» **Your assignment**:
Everything from the line containing "Would you mind indicating the concrete" to the end of the records must be restated word for word, and nothing else.
:: Records for this exercise ::
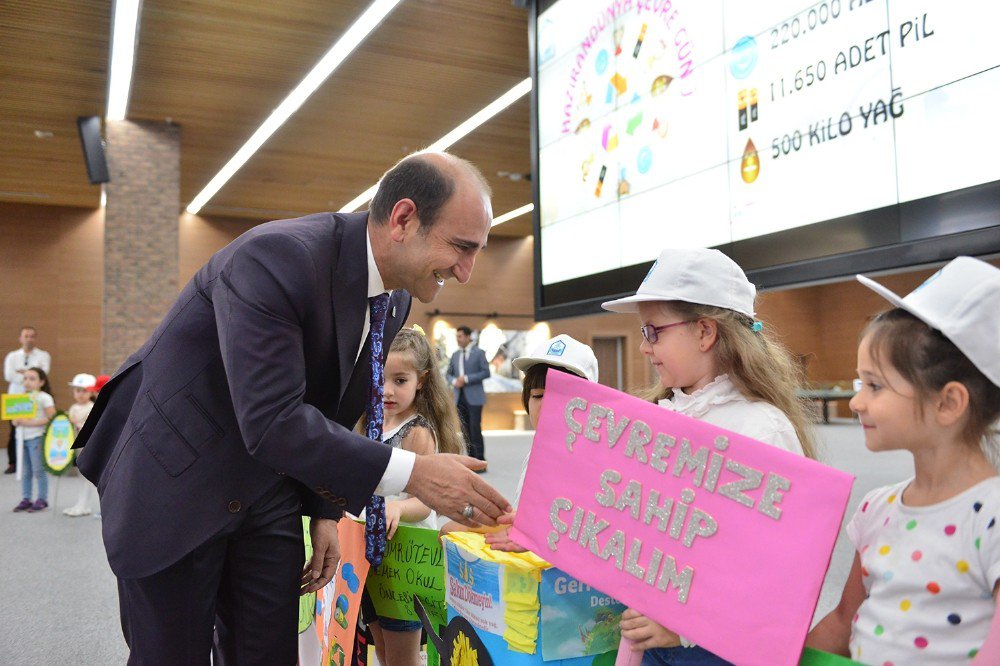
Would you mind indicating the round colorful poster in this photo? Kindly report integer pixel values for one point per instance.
(57, 450)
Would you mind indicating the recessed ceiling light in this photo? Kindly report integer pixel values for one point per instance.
(337, 54)
(517, 212)
(124, 35)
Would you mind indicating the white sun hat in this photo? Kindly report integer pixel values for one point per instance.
(693, 275)
(564, 352)
(962, 300)
(83, 380)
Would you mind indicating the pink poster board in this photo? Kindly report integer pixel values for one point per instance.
(721, 538)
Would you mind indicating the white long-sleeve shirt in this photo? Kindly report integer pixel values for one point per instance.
(19, 360)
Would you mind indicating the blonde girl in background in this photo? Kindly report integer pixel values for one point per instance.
(924, 584)
(419, 416)
(32, 431)
(714, 362)
(83, 401)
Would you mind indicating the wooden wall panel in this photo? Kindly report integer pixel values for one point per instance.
(51, 268)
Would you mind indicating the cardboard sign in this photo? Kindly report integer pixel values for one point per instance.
(57, 448)
(16, 406)
(339, 602)
(413, 567)
(722, 539)
(577, 620)
(499, 609)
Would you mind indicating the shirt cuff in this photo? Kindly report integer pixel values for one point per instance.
(397, 473)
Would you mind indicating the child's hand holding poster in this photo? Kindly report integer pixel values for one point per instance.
(720, 538)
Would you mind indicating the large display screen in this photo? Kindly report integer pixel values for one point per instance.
(793, 135)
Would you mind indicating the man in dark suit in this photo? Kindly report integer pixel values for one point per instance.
(466, 371)
(235, 418)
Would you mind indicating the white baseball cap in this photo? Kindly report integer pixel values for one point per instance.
(564, 352)
(83, 380)
(693, 275)
(962, 300)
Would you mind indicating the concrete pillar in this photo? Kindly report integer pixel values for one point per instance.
(140, 233)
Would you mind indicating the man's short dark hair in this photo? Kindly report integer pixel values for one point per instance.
(416, 178)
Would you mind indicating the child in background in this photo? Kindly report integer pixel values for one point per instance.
:::
» **Answer below**:
Would you mind indicating the concrete pillar in this photo? Kindly report integer pixel values for one point per instance.
(140, 233)
Would you mind indicating the man's short dark hair in this photo? Kindly report integer pixel values for one point per instance.
(416, 178)
Would you mind indicating the child in background in this photo? Kindly report integer pixel values for one point per instance.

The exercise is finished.